Do this:
Which lines in the material below contain the string "Target"? List each such line in full.

Point annotation records:

★ ★ ★ ★ ★ ★ ★

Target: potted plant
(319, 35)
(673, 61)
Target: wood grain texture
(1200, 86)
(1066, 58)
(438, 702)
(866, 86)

★ ★ ★ ★ ★ ★ ★

The solution:
Target: potted plant
Target: wood grain texture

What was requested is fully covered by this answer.